El espíritu de Martínez Domínguez
Francisco Rodríguez viernes 7, Ago 2015Índice político
Francisco Rodríguez
La carrera de Alfonso Martínez Domínguez estuvo plagada de hazañas políticas. Lo atestigua la vida de un hombre que llegó a México procedente de Nuevo León a sobrevivir vendiendo plátanos en un mercado de barrio, según relatan sus biógrafos.
Con enormes atributos cerebrales y olfativos, las leyendas urbanas sobre el regiomontano son variadas y sabrosas. Lo cierto es que llegó a ser elevadorista del viejo edificio del CEN del PRI —y algunos dicen que también en el edificio del gobierno del DF— y alcanzó la cabecera de ambas posiciones.
Lo cierto, también, es que “haiga sido como haiga sido” —el panista Calderón dixit—, Martínez Domínguez llegó a controlar la poderosa Sección Uno (entre otros, los barrenderos y trabajadores de parques y jardines) del Sindicato de Trabajadores del DDF y desde ahí armó su poder.
La Sección Uno del SUTGDF, que agrupa a los trabajadores de limpia era vista, desde la constitución de ese sindicato en 1937 —idea del viejo carrancista Cosme Hinojosa— como un instrumento corporativo demasiado útil al desempeño del poder en la capital de la República.
Gente muy importante llegó a representarla en las lides sindicales y políticas. Entre ellas, varios de los integrantes del grupo de “Los Cinco Lobitos” de la CTM: Luis Quintero, Alfonso Sánchez Madariaga, Jesús Yurén, Fidel Velázquez y Fernando Amilpa, quienes aparecían como fedatarios de sus conquistas.
Dicha sección era uno de los nervios imprescindibles del sistema político. A veces utilizada como grupo de choque, el espíritu de cuerpo que prevalecía entre sus miembros y su solidaridad con otras organizaciones de burócratas, la hacía ejemplar. Carne de cañón en los enfrentamientos y aportadora de multitudes en los recibimientos.
Martínez Domínguez la detectó como fuente de su poder, y así fue. Lo llevó a dos diputaciones federales por la capital nacional, al liderazgo de la CNOP y al control real de la política en el centro del país. Díaz Ordaz decidió que él le impusiera la Banda en el ‘64.
Echeverría, el factor disruptivo
Como líder priísta, Martínez Domínguez fue icónico. Era el ejemplo del ascenso social, de la reverencia institucional y del acatamiento de las órdenes presidenciales. En 1968 tomó posesión del CEN del PRI. Nadie adivinaba lo que se venía.
Fuera de tener “orejas” a sueldo en todas las asambleas estudiantiles y recibir información de primer nivel sobre los acontecimientos previos a la masacre, Martínez Domínguez no pudo intervenir en la represión, salvo la testimonial del “abajo-firmante”.
_ _ _ _
INSTRUCCIONES DE TRABAJO:
Retoma el texto sobre Alfonso Martínez Domínguez y continúalo a partir de su última oración.
_ _ _ _
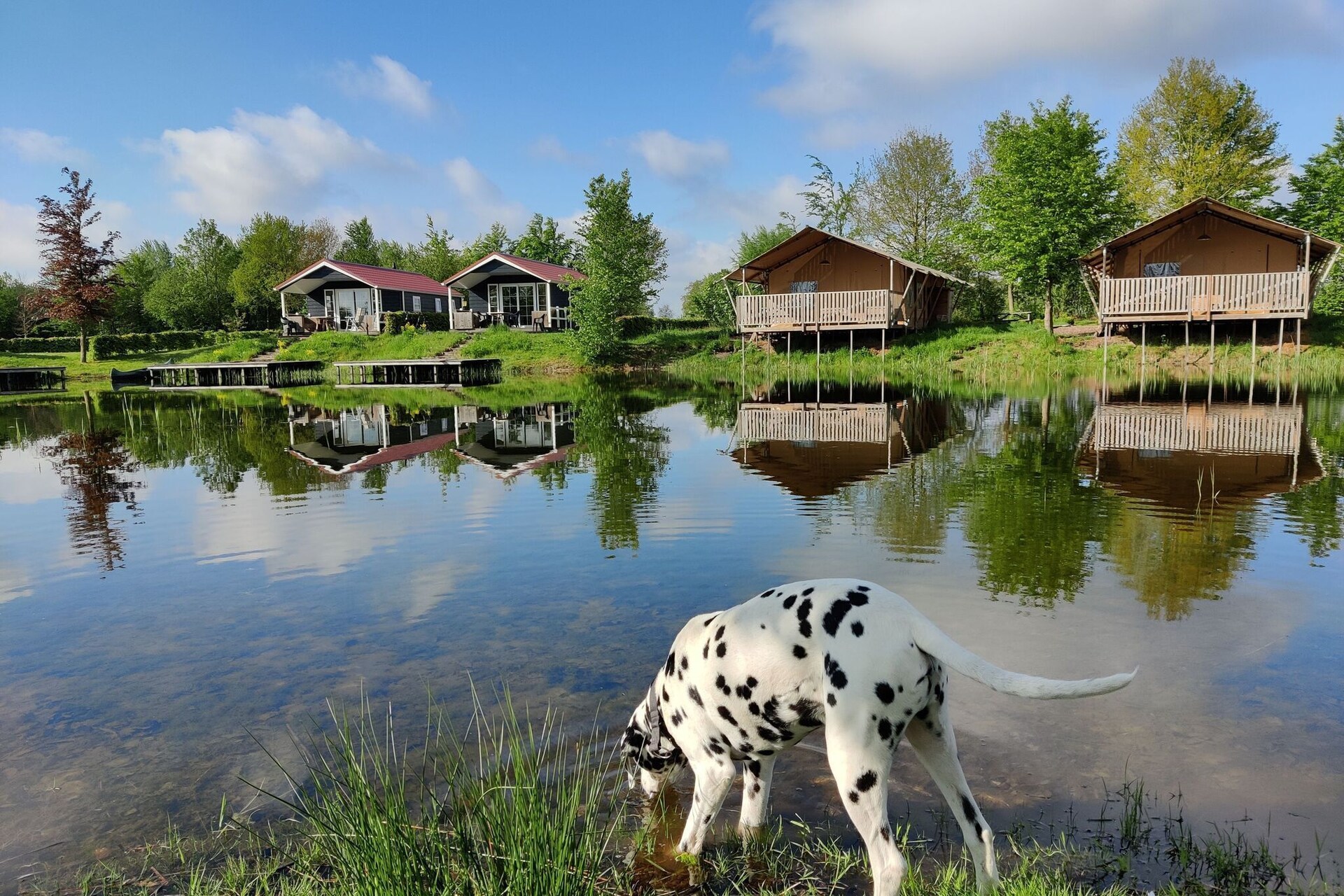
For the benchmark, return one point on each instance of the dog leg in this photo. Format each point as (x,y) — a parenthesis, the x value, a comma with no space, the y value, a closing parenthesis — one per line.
(756,794)
(860,763)
(936,746)
(713,780)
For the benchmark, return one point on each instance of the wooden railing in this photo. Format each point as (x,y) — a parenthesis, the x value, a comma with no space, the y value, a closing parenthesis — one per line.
(857,308)
(1205,296)
(1195,428)
(803,424)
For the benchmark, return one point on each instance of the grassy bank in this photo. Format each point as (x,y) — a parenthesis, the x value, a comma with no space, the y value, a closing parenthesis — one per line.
(100,371)
(519,806)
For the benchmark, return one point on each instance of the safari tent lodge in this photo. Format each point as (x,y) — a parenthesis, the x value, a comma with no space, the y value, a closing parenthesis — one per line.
(818,281)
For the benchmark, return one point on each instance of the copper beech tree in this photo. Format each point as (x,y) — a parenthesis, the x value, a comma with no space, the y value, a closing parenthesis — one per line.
(78,273)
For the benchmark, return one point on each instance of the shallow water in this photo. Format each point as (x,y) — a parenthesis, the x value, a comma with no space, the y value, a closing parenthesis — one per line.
(182,574)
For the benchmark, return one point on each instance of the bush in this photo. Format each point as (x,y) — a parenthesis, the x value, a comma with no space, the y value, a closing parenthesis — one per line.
(33,346)
(635,326)
(120,344)
(435,321)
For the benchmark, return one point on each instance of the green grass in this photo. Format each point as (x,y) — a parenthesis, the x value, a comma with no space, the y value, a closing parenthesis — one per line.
(356,347)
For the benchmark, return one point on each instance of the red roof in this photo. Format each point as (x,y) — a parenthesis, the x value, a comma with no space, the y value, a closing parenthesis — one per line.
(374,276)
(542,270)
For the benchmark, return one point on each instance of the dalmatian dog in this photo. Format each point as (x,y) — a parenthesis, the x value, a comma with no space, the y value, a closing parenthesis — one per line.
(850,656)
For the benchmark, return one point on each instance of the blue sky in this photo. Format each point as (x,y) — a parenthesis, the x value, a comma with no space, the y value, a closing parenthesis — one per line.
(475,113)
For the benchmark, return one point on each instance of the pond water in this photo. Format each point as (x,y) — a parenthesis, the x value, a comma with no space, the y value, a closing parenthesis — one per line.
(185,575)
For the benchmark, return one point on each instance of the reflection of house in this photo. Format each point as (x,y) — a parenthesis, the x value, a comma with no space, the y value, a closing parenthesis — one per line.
(518,292)
(331,295)
(816,449)
(1209,262)
(1179,454)
(356,440)
(519,440)
(818,281)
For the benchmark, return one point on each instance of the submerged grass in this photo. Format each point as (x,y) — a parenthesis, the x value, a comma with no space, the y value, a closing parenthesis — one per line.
_ _ _ _
RESULTADO:
Aunque la función más importante del líder priísta era “destapar” al candidato presidencial, al obtener la luz verde de GDO, Luis Echeverría —con una formación totalmente distinta a la del regiomontano—, se le adelantó y procuró que la función cayera en los “sectores” del CEN.
Hizo a un lado a Renaldo Guzmán Orozco, de la CNOP y utilizó los favores de Augusto Gómez Villanueva —que realizaba un mitin de la “Brigada del Bigote Grande”, de la CNC, en la estatua de Zapata del camino viejo a Xochimilco— y del incuestionable lechero de Matías Romero, don Fidel.
Con esos apoyos en las alforjas, Echeverría organizó su propio destape. Hizo un acto con los dos sectores en el Palacio de los Deportes de la Agrícola Oriental, con grandes despliegues de populismo fascista y se convirtió en “el candidato de las mayorías”.
A partir de ahí, Martínez Domínguez no vio la suya. Era demasiado lo que Díaz Ordaz creía deberle a Echeverría, como para interponerlo en su camino ascendente. El líder del PRI fue hecho a un lado, materialmente.
El candidato se comportó en campaña como un auténtico contestatario del régimen diazordacista, se perfiló ante las clases medias como un ciudadano “inconforme” con la represión y contra el autoritarismo, ¡del cual había sido el inspirador y ejecutor!
Se rodeó de jóvenes combativos, no los que le acompañaban en el autobús de la campaña, más comprados que un kilo de cebollas con rabo, sino los brigadistas juveniles que le organizaban la visita a las universidades públicas y tecnológicos regionales, así como a su reconciliación con luchadores sociales. Un tipo de 47 años desfogando sus frustraciones de disciplinado burócrata de cuello blanco. ¡Imagínese!
Fustigó fulminantemente a Carlos Vázquez Rangel, líder de las juventudes priístas, surgido del “martinismo”, por atreverse a pronunciar en un acto de campaña que “los jóvenes de México se alineaban incondicionalmente con el candidato”, haciendo gala de un latiguillo de uso común entre priístas.
A lo que “el candidato de las mayorías” contestó con furia. Que lo último que esperaba en su campaña eran “jóvenes incondicionales”, que él los instaba a ser revolucionarios, inconformes con la situación del país. Vázquez Rangel tuvo que renunciar, ante las tripas enredadas de Martínez Domínguez.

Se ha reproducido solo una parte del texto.